⟨

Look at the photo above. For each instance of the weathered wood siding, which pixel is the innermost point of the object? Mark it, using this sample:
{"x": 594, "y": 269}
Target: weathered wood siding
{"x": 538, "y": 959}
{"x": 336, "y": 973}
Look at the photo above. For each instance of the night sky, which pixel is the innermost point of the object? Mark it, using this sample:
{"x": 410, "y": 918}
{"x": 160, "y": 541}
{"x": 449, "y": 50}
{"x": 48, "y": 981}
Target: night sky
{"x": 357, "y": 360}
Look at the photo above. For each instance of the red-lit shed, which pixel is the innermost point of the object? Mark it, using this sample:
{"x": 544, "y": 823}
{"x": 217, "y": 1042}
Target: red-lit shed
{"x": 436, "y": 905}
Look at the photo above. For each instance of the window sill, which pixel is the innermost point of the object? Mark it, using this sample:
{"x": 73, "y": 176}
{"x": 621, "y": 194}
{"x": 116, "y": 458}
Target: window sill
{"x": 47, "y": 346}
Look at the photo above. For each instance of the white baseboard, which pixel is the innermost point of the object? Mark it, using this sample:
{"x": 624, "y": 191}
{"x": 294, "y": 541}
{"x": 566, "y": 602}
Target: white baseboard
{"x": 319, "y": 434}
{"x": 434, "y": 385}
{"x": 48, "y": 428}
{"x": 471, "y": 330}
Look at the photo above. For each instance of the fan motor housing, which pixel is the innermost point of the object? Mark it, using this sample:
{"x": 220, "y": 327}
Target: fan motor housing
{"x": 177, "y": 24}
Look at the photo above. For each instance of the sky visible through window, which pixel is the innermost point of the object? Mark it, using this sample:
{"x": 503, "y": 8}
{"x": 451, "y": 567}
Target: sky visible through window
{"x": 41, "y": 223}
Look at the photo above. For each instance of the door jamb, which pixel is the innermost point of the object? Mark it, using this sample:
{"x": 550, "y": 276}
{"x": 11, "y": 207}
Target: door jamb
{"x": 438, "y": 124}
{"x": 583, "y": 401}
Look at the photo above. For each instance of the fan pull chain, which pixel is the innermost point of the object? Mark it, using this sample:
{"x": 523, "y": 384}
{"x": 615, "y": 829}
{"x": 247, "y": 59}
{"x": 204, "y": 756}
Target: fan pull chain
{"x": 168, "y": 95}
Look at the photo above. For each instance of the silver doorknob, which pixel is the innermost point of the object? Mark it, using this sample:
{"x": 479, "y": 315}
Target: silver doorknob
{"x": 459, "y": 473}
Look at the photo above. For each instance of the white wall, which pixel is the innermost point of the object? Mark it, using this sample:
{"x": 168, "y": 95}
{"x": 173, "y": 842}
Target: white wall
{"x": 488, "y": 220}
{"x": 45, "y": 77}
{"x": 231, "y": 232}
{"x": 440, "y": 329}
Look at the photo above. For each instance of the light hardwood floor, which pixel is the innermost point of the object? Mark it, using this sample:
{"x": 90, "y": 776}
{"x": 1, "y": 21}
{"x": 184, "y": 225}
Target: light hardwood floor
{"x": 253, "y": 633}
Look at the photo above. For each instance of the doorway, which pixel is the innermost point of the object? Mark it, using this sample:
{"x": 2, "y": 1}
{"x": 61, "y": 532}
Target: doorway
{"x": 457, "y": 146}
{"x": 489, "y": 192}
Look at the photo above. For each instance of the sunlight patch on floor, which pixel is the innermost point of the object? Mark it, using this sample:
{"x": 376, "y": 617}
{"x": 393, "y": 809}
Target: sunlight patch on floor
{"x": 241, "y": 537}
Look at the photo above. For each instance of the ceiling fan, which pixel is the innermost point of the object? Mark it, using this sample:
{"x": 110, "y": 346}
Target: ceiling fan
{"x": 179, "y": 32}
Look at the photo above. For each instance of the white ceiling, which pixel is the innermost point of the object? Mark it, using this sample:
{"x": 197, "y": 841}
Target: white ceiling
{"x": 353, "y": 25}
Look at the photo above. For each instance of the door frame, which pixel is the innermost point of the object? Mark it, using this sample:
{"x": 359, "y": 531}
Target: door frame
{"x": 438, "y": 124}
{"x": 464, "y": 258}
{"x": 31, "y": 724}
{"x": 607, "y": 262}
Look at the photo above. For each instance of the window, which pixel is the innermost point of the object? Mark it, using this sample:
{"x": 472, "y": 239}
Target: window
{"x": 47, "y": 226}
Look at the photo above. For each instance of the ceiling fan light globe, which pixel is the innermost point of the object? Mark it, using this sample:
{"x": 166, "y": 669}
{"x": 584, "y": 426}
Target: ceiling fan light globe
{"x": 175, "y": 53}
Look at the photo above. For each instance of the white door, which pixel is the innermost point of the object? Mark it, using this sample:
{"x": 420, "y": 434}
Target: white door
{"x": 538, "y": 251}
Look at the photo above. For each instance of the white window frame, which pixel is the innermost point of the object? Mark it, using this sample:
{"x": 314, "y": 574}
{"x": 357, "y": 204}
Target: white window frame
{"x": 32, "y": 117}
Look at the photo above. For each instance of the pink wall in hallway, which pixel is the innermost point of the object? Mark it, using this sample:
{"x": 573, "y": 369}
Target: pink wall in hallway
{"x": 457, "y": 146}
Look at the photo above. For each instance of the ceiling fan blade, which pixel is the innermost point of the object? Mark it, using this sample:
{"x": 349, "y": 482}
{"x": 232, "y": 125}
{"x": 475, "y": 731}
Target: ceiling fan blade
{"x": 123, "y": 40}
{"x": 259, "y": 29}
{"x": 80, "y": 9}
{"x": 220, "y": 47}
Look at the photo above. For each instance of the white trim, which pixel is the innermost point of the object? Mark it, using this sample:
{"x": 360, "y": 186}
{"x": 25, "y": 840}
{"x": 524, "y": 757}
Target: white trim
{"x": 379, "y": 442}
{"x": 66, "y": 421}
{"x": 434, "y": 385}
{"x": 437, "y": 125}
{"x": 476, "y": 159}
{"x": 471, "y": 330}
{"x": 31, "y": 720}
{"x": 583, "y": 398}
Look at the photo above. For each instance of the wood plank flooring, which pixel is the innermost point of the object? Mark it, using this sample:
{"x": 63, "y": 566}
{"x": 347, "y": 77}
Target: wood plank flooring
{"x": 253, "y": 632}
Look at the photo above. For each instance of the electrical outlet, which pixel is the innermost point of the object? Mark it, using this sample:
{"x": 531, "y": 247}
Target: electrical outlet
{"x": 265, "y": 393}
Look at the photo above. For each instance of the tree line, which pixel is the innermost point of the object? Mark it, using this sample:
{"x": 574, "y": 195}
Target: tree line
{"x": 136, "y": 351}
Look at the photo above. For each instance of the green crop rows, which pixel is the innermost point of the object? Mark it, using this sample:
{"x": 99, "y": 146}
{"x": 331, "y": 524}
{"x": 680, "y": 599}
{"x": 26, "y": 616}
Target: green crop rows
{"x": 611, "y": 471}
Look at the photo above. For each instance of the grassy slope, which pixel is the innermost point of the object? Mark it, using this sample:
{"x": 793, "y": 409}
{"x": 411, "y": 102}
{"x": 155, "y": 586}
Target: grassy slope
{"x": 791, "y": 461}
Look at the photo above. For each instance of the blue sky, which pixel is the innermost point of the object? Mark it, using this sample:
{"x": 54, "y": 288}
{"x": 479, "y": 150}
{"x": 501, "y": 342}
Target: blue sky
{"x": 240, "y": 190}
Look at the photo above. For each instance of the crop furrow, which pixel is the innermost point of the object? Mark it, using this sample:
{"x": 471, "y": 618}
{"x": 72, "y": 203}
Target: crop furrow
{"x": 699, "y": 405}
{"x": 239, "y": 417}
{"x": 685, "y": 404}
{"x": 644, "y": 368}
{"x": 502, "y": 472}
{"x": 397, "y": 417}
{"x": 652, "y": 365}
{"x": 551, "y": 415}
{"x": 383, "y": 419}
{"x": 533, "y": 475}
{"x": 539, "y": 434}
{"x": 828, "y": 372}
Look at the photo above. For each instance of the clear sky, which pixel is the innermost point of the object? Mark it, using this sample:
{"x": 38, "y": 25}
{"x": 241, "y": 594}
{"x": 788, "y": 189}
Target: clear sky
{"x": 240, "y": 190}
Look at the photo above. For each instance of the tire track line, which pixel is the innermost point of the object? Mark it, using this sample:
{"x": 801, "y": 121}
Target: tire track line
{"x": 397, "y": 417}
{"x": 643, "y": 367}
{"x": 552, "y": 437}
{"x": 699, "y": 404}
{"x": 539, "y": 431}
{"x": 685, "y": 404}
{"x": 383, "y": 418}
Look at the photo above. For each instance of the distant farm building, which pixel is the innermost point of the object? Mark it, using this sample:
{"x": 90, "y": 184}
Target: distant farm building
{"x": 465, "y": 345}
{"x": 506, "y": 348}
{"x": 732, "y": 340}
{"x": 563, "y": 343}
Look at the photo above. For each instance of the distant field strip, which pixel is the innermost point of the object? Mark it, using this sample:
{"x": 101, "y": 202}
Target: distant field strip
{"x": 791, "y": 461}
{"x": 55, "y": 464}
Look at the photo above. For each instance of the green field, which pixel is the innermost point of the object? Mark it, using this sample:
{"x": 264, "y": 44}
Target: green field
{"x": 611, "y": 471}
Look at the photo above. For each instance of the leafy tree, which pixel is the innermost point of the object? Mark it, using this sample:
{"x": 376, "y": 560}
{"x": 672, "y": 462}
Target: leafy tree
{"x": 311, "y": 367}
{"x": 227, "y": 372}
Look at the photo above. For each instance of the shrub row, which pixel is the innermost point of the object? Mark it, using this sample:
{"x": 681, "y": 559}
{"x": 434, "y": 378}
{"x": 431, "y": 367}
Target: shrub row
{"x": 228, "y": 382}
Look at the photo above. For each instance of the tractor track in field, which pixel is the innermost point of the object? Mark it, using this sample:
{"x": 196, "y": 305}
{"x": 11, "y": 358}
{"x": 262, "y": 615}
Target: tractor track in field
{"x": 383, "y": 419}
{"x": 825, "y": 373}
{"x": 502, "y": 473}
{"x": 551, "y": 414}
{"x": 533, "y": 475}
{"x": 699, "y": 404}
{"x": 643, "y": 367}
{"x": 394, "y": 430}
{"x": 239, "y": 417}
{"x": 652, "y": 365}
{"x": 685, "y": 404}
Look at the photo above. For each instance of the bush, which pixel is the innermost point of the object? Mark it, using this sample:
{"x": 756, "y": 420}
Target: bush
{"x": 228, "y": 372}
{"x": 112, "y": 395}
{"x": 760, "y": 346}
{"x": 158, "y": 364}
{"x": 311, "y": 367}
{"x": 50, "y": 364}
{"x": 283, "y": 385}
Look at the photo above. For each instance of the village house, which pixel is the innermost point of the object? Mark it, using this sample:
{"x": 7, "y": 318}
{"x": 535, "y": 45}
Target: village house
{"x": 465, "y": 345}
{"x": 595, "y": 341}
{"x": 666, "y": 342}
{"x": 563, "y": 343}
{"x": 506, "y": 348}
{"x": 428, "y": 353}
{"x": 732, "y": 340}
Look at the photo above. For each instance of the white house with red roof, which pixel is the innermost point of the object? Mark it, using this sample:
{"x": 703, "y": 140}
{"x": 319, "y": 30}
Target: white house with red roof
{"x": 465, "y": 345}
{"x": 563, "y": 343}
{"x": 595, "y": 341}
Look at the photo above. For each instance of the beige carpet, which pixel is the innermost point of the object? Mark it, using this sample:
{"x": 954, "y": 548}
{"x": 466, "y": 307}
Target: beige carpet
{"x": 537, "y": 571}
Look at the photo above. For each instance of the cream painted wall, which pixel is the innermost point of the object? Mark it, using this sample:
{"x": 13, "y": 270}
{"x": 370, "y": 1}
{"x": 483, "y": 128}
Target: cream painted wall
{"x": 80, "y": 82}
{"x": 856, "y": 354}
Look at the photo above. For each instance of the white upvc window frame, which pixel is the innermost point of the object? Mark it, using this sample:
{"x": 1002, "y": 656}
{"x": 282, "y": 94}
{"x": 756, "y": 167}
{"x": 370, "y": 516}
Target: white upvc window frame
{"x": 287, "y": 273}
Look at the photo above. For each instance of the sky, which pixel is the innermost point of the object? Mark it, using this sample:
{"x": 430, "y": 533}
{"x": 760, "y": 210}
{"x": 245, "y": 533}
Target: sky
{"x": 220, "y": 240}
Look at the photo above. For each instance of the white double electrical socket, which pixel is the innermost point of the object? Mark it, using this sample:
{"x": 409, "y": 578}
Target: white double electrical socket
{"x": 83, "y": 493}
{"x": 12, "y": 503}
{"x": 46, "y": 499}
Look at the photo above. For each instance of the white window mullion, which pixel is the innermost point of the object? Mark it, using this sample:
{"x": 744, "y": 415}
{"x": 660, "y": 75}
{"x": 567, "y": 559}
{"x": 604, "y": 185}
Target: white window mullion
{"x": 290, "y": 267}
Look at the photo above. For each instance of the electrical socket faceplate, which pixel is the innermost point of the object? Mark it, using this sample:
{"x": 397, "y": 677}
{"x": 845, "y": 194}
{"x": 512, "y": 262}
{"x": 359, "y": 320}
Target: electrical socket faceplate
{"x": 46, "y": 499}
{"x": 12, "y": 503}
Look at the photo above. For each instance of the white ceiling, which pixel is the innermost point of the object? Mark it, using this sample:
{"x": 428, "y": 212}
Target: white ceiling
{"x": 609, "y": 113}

⟩

Starting at the line that contains "the sky, which", print every line through the end of the listing, word for word. Leave out all the rest.

= Complete response =
Look at the photo above. For each instance of the sky, which pixel is the innermost point of the object? Mark it, using this sample:
{"x": 430, "y": 533}
{"x": 760, "y": 210}
{"x": 245, "y": 533}
Target: sky
{"x": 220, "y": 240}
Look at the photo above. For each instance of the white double electrical socket, which pixel is the innermost point of the object? Mark it, using this sample:
{"x": 409, "y": 578}
Target: white double electrical socket
{"x": 83, "y": 493}
{"x": 12, "y": 503}
{"x": 46, "y": 499}
Look at the photo above. For each instance of the white window mullion, which pixel is the innermost point of the object? Mark it, using this sample:
{"x": 744, "y": 415}
{"x": 660, "y": 75}
{"x": 567, "y": 559}
{"x": 604, "y": 185}
Target: white window mullion
{"x": 290, "y": 267}
Look at the photo above. For each instance of the electrical socket faceplate, which pixel is the innermost point of the object? Mark it, using this sample:
{"x": 397, "y": 677}
{"x": 845, "y": 194}
{"x": 512, "y": 262}
{"x": 359, "y": 320}
Target: electrical socket faceplate
{"x": 46, "y": 499}
{"x": 12, "y": 503}
Look at the photo above. For each instance of the white ceiling, which pixel is the innermost point of the object? Mark it, using this sample:
{"x": 428, "y": 212}
Target: white ceiling
{"x": 609, "y": 113}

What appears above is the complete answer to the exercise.